## WORK INSTRUCTIONS
Would you transcribe the records below exactly, omitting every picture?
=== EXERCISE DATA ===
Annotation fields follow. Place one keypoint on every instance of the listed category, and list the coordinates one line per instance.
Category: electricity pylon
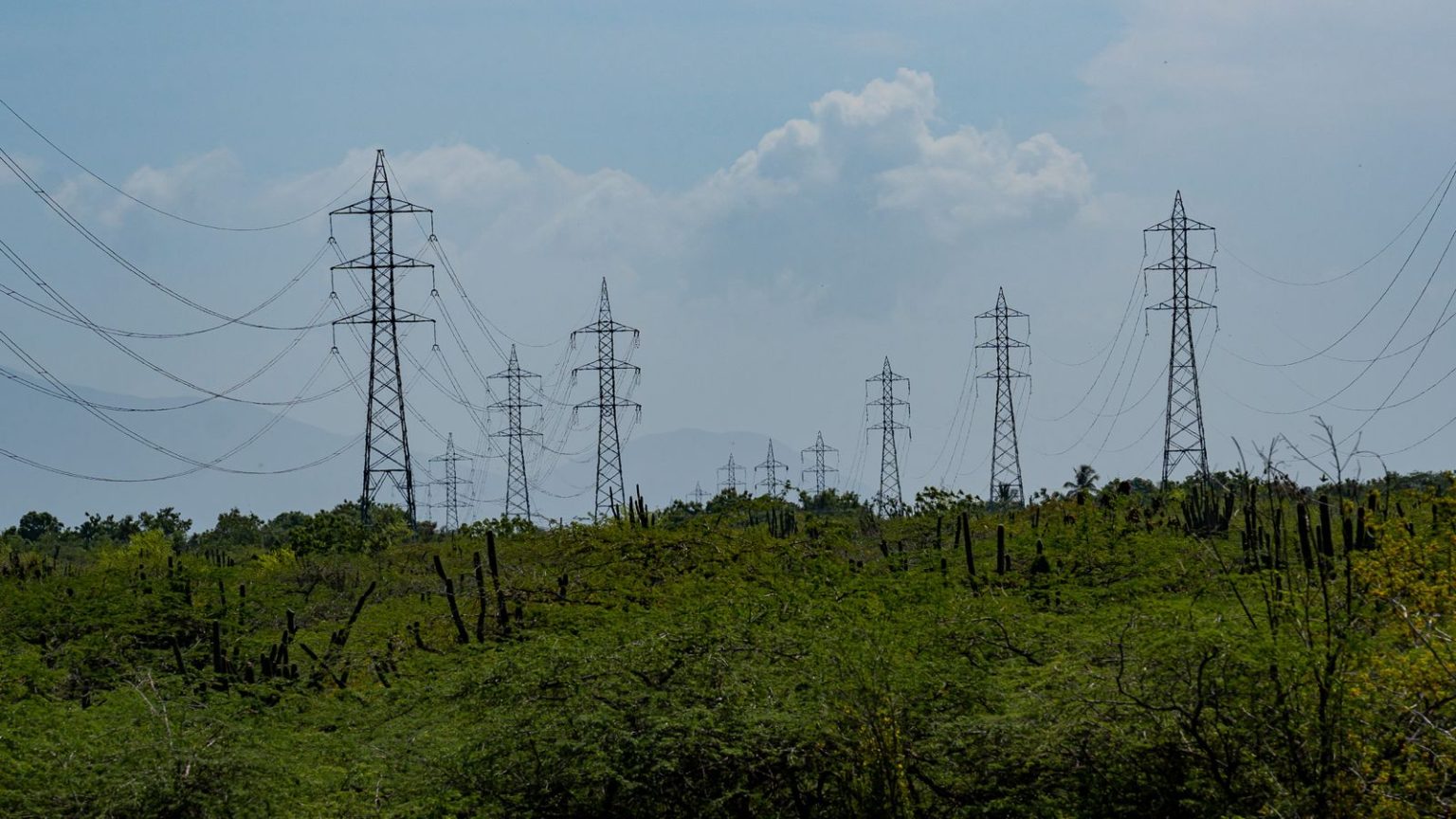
(518, 490)
(731, 482)
(610, 487)
(822, 466)
(1007, 487)
(1183, 423)
(771, 484)
(888, 500)
(386, 439)
(451, 482)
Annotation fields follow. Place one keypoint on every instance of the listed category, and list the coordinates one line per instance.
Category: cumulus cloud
(819, 209)
(882, 138)
(195, 184)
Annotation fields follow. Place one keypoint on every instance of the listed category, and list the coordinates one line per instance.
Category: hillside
(1258, 651)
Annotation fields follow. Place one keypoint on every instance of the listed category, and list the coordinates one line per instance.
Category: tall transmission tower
(451, 482)
(386, 439)
(698, 494)
(888, 500)
(731, 482)
(610, 487)
(822, 466)
(518, 490)
(771, 484)
(1183, 425)
(1007, 487)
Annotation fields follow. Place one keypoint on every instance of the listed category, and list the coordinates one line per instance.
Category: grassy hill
(1254, 650)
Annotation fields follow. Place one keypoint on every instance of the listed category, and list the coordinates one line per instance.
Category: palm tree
(1083, 482)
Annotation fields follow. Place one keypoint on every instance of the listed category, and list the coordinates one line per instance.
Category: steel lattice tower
(771, 474)
(1183, 426)
(888, 499)
(451, 482)
(610, 487)
(518, 490)
(820, 468)
(1007, 487)
(386, 439)
(731, 482)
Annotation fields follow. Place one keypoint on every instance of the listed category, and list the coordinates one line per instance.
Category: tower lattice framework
(771, 484)
(700, 493)
(451, 482)
(386, 434)
(1007, 485)
(822, 466)
(731, 482)
(1184, 439)
(610, 485)
(518, 488)
(888, 499)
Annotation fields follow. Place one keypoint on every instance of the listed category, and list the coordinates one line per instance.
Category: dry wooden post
(1327, 534)
(496, 579)
(462, 636)
(219, 662)
(966, 541)
(480, 589)
(1001, 548)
===
## EXERCISE ANSWER
Annotation fields follow. Place one keypoint on every instance of the listed category, and list the coordinates one line per instance.
Category: electricity pylon
(518, 490)
(731, 482)
(610, 487)
(822, 466)
(1007, 487)
(1183, 423)
(771, 484)
(888, 500)
(386, 439)
(451, 482)
Annotation fields follow. Place one keypoint on every instance of the listed category, and list the coordinates one line per instance.
Category: cumulus cloud
(819, 209)
(882, 138)
(195, 184)
Annotation fields follow. Place one keypoint on every instance of the listed category, and list the coordinates one line per instance.
Category: hillside
(1258, 651)
Annotation fields follow. Place one keypoint on every instance of the listed category, and list the coordinates one line per instance.
Category: tall transmission tower
(451, 482)
(386, 439)
(698, 494)
(888, 500)
(731, 482)
(610, 487)
(822, 466)
(518, 490)
(771, 484)
(1183, 425)
(1007, 487)
Annotation fields follow. Place one keypoint on every instance of the listed category, and list the coordinates one line per instance.
Category: grassy hill
(1254, 650)
Annotation fields follow. Place one keypoint on every instance of the listed category, and list the coordinates one line per instance.
Category: palm tree
(1083, 482)
Annotation fields follow. Place one keypoint on every instance of the listed category, and list the coordinates one line per instance.
Category: steel lattice tower
(771, 474)
(1183, 426)
(888, 499)
(451, 482)
(610, 487)
(518, 490)
(820, 468)
(1007, 487)
(386, 439)
(731, 482)
Annotation fields follow. Place one keypoint on every instance of the listed category, and list the coordinates one line per instance.
Category: tower lattice framework
(771, 484)
(700, 493)
(451, 482)
(386, 434)
(1007, 485)
(822, 466)
(731, 482)
(1184, 439)
(610, 485)
(518, 488)
(888, 499)
Annotation fields follow. Place one keypoint on every instance of the listed category, and list the coordinates one line per instance.
Category: dry wooden post
(1327, 534)
(496, 579)
(462, 636)
(219, 662)
(966, 541)
(480, 589)
(1001, 548)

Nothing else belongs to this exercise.